WHAT IS BEING ASKED »
Arrange the records below as a Markdown table with two columns, Row and Line: number each row and put one line in each, skipping blank lines. Leave the pictures out.

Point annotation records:

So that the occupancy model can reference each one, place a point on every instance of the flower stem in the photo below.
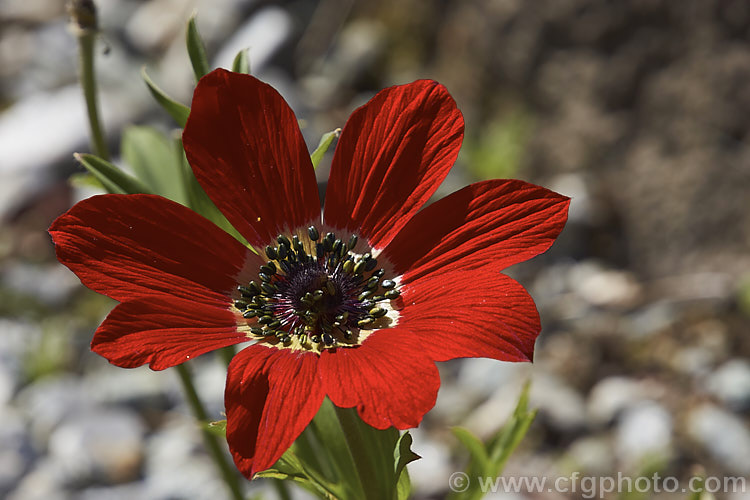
(212, 443)
(350, 424)
(83, 16)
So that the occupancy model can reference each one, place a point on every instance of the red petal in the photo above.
(462, 314)
(271, 396)
(392, 155)
(163, 332)
(131, 246)
(497, 222)
(247, 151)
(388, 378)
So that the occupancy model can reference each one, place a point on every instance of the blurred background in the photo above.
(639, 110)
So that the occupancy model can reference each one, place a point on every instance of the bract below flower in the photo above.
(356, 303)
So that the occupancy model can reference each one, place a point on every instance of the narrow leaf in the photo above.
(219, 428)
(323, 145)
(403, 455)
(196, 50)
(150, 154)
(241, 63)
(505, 442)
(403, 487)
(178, 111)
(85, 180)
(112, 178)
(198, 200)
(480, 461)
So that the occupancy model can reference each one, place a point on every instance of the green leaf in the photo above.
(403, 455)
(112, 178)
(85, 180)
(196, 50)
(479, 457)
(178, 111)
(489, 459)
(241, 63)
(151, 155)
(198, 200)
(497, 151)
(290, 467)
(504, 443)
(218, 428)
(403, 487)
(323, 145)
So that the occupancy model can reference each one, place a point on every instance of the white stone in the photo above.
(644, 433)
(100, 445)
(723, 435)
(263, 34)
(731, 383)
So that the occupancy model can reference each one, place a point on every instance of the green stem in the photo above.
(350, 424)
(86, 43)
(212, 443)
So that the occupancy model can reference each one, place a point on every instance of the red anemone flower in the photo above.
(356, 303)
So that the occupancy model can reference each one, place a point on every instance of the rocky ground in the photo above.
(637, 109)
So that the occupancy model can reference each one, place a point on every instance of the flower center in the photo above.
(317, 293)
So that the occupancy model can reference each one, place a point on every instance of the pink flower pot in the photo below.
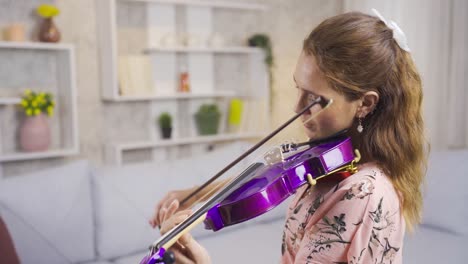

ANSWER »
| Row | Line |
|---|---|
| 1 | So that the occupancy model can reference each one, place a point on every instance of the flower stem in the photo below. |
| 2 | (212, 443) |
| 3 | (350, 424) |
| 4 | (83, 16) |
| 5 | So that the occupancy model can reference each one, place a point on every instance of the red petal in the photo above. |
| 6 | (462, 314) |
| 7 | (271, 396) |
| 8 | (392, 155) |
| 9 | (163, 332) |
| 10 | (131, 246) |
| 11 | (497, 222) |
| 12 | (247, 151) |
| 13 | (388, 378) |
| 14 | So that the occupancy model can reference each one, place a point on every instance of the blurred background in the photo above. |
| 15 | (639, 110) |
| 16 | So that the occupancy model can reference each one, place a point on every instance of the bract below flower in the photo above. |
| 17 | (356, 303) |
| 18 | So that the occupancy model can reference each one, place a point on every instance of the narrow leaf in the photo above. |
| 19 | (219, 428) |
| 20 | (323, 145) |
| 21 | (403, 455) |
| 22 | (196, 50) |
| 23 | (150, 154) |
| 24 | (241, 63) |
| 25 | (505, 442) |
| 26 | (403, 487) |
| 27 | (178, 111) |
| 28 | (85, 180) |
| 29 | (112, 178) |
| 30 | (198, 200) |
| 31 | (480, 461) |
| 32 | So that the occupancy model can reference each one, place a point on every instance of the green leaf in the photo above. |
| 33 | (403, 455) |
| 34 | (112, 178) |
| 35 | (85, 180) |
| 36 | (196, 50) |
| 37 | (479, 457) |
| 38 | (178, 111) |
| 39 | (489, 459) |
| 40 | (241, 63) |
| 41 | (151, 155) |
| 42 | (198, 200) |
| 43 | (497, 151) |
| 44 | (290, 467) |
| 45 | (504, 443) |
| 46 | (218, 428) |
| 47 | (403, 487) |
| 48 | (323, 145) |
| 49 | So that the occupancy model can reference each one, place a point on every instance of the white stone in the photo above. |
| 50 | (644, 433) |
| 51 | (100, 445) |
| 52 | (723, 435) |
| 53 | (263, 34) |
| 54 | (731, 383) |
| 55 | So that the occupancy model can reference each one, place a point on every instance of the green stem in the photo above. |
| 56 | (350, 424) |
| 57 | (86, 43) |
| 58 | (212, 443) |
| 59 | So that the occupancy model can reference each one, place a point on every instance of the red anemone flower in the photo above. |
| 60 | (356, 303) |
| 61 | So that the occupancy model can reference each one, place a point on every instance of the rocky ground in the photo above. |
| 62 | (637, 109) |
| 63 | So that the occupancy model can reference each one, place a point on every instance of the flower center in the photo above. |
| 64 | (317, 293) |
| 65 | So that the occupancy model can reference each one, place a point on every instance of the pink flower pot in the photo below. |